TEXT SEGMENT —
--------------------

Like you say though, no harm in trying :thumb:



G220 said:


> nooooo parish what have you done!?


Something I should have done ages ago I think 

In case you didn't know, I dumped Windows a couple of years ago and have been using FreeBSD (on which OS X is heavily based) and, more recently, Linux.

Apart from my work laptop that I bring home sometimes, I live in a Microsoft-free environment...hmm, maybe that's why my electricity bills are so high, as there's no Windows in my house?  

*Edit:* Just received an e-mail from Apple to say that it's shipped and should arrive on or before 12 Jan - Monday  Ooh, I'm so excited, like a kid at Christmas


----------



## PJS (Aug 18, 2007)

Leopard (OS X.5) is 64-bit, so you'll be able to access the whole 4GB.
I recall PS3 being limited to 3GB for some reason (own 32-bit limitation?) - and the new PS4 is not 64-bit like on Windows, so that may be bit of a bummer if the RAWs are plentiful, and big size wise.


----------



## JasonRS (Aug 8, 2006)

Switching to the 7200RPM drive reduced load speed of RAW files in CS3 quite substantially on my MBP even with 4Gb RAM already installed. the disk's 50% faster and it's very noticeable on RAW files.

BTW, I have the same spec Macbook as you, but with those upgrades I mentioned above. 

As for storage, too much is never enough, my lightroom library alone is 60Gb, iTunes is another 50Gb, so it soon adds up!

It'll be CS5 before you see 64Bit for the Mac, CS3 does have a programatic limitation to 3Gb.


----------



## parish (Jun 29, 2006)

JasonRS said:


> Switching to the 7200RPM drive reduced load speed of RAW files in CS3 quite substantially on my MBP even with 4Gb RAM already installed. the disk's 50% faster and it's very noticeable on RAW files.


I don't disagree but, to me, it takes several seconds to load/save a file but you spend several minutes working on it so as long as there's enough RAM that PS or whatever isn't constantly swapping in and out then the speed advantage from a faster disk is negligible.

Anyway, like I said, I'll take some time to become Mac-savvy before making any decisions - no doubt I'll be back with a load of questions


----------



## Scotty Pro (Nov 12, 2008)

welcome to the family... I have used and still am using an Apple since Winblows was a twinkle in Billy Boy Gates's eye. (and I'm going back to Winblows 3.0)

--------------------

EXERCISE TASKS —
a - In the forum thread about switching to a Mac, rewrite the paragraph that begins "I don't disagree but" more briefly, keeping its main facts.
b - Write the next part of the forum thread about switching to a Mac, picking up right after its final sentence.

DATA EXTRACT —
--------------------

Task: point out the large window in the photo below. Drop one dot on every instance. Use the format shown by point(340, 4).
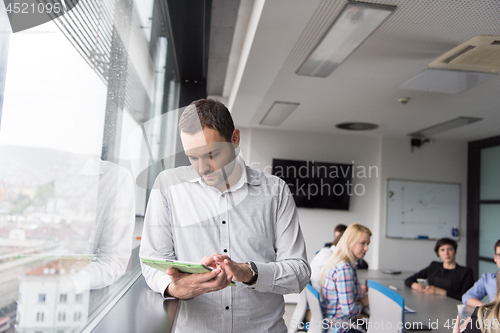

--------------------

EXPECTED ANSWERS —
a - Loading or saving a file takes a few seconds, but working on it takes several minutes. So as long as there is enough RAM to keep PS or a similar program from constantly swapping, a faster disk gives almost no speed advantage.

b -
If you need any help / info feel free to PM me. Got 3 Macs at home and loads at work.
My motto should be "*I Don't do Windlows*"


----------



## parish (Jun 29, 2006)

Scotty Pro said:


> welcome to the family... I have used and still am using an Apple since Winblows was a twinkle in Billy Boy Gates's eye. (and I'm going back to Winblows 3.0)
> If you need any help / info feel free to PM me. Got 3 Macs at home and loads at work.
> My motto should be "*I Don't do Windlows*"


Well, I'm a Unix-geek command-line junkie so as long as I can open a shell window and have access to sed, grep, awk - and of course vi - then I'm sure Mac and I will get along just fine :thumb:

OK, first question, can OS X do NFS mounts?


----------



## monzablue16v (Jan 24, 2008)

Funny thread this, went into pc world today to try out a few laptops and found a macbook, started playing as it was unlocked. Got home with an MSDN copy of Windows 7. Installed it hated it very poor Vista service pack really, I started looking at hackintosh and have now installed Leopard on my Laptop so I have a macbook for the price of a proper copy of leopard


----------



## parish (Jun 29, 2006)

monzablue16v said:


> Funny thread this, went into pc world today to try out a few laptops and found a macbook, started playing as it was unlocked. Got home with an MSDN copy of Windows 7. Installed it hated it very poor Vista service pack really, I started looking at hackintosh and have now installed Leopard on my Laptop so I have a macbook for the price of a proper copy of leopard


And what is your verdict? You like it?


----------



## monzablue16v (Jan 24, 2008)

Only just got it going about 5 minutes ago but so far so good :thumb:


----------



## PJS (Aug 18, 2007)

parish said:


> Well, I'm a Unix-geek command-line junkie so as long as I can open a shell window and have access to sed, grep, awk - and of course vi - then I'm sure Mac and I will get along just fine :thumb:
> 
> OK, first question, can OS X do NFS mounts?


Read but not write, and I believe you meant N*T*FS?


----------



## JasonRS (Aug 8, 2006)

No, he's probably talking correctly about NFS mounts with his unix background.
Yes you can mount NFS, but it depends on the NFS server configuration.

Have a look here,

http://support.apple.com/kb/TA22243?viewlocale=en_US


----------



## parish (Jun 29, 2006)

PJS said:


> Read but not write, and I believe you meant N*T*FS?


Nope, NFS - Network File System. It's a Unix way of exporting directories over a network - equivalent to Windows Sharing.



JasonRS said:


> No, he's probably talking correctly about NFS mounts with his unix background.
> Yes you can mount NFS, but it depends on the NFS server configuration.
> 
> Have a look here,
> ...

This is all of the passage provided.